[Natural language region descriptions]
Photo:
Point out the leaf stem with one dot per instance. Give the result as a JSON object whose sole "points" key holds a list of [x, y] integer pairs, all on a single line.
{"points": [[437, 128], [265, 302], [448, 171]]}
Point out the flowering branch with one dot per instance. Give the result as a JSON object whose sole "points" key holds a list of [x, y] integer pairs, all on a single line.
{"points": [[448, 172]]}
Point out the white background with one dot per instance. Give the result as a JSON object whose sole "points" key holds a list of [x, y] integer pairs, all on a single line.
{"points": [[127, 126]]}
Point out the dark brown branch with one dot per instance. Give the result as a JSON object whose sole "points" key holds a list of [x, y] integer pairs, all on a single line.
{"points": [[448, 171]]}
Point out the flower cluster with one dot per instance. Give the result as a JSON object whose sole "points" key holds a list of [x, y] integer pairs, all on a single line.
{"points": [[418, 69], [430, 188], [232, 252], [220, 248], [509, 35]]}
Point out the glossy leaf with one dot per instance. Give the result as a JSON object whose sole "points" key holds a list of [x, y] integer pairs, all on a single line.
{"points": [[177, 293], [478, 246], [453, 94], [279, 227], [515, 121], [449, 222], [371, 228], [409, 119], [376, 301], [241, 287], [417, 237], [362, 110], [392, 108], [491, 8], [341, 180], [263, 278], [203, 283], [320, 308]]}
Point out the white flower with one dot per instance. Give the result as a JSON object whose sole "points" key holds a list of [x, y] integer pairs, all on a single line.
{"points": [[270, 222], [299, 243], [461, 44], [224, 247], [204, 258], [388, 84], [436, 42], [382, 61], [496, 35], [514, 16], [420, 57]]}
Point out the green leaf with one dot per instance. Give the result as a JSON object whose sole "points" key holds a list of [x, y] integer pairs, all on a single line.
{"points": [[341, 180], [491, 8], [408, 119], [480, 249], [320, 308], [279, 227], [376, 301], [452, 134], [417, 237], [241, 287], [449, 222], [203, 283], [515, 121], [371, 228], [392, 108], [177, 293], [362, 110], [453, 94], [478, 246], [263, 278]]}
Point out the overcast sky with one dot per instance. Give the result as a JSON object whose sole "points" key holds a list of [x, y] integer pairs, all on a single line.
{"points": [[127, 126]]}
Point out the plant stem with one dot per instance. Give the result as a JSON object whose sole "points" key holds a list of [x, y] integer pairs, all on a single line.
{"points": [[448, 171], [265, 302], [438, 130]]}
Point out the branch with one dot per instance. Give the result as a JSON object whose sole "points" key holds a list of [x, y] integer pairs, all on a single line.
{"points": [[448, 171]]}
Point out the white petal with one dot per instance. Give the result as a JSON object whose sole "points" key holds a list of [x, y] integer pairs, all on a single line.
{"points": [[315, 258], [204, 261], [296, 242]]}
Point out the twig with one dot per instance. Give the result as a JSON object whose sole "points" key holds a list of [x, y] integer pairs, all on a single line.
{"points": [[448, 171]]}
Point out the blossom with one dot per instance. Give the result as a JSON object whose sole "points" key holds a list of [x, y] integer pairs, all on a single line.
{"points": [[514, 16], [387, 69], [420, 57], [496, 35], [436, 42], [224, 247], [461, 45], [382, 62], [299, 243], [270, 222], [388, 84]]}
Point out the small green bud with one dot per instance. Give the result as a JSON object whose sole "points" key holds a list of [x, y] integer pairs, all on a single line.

WHAT YOU NEED TO DO — Beginning with the line that holds "Point out the branch", restate word for word every line down to the end of the data, and only those lines.

ANSWER SECTION —
Point out the branch with one dot per instance. Give the result as a JSON object whose sole "points" key holds a list of [x, y] integer pairs, all on a single line.
{"points": [[448, 171]]}
Point out the white petal with one dot per instance. Give the result as a JSON object whose sole "points" key holds a list of [x, y] integer pairs, all on a single line.
{"points": [[315, 258], [204, 261], [296, 242]]}
Point out the twig with one dot per instance. Give the result as a JSON object whose sole "points" key holds a list of [x, y] integer pairs, all on a single line.
{"points": [[448, 171]]}
Point out the blossom with one dot per instance. Give the result as a JSON object whose sole "points" key holds a list of [x, y] integer pairs, all on a single line.
{"points": [[514, 16], [387, 69], [420, 57], [496, 35], [436, 42], [224, 247], [461, 45], [382, 62], [299, 243], [270, 222], [388, 84]]}
Point out the small green bud with one dot per instance. Give the result as a JSON object whose sole "points" key holds a list of [x, y] integer pairs, all on a single line.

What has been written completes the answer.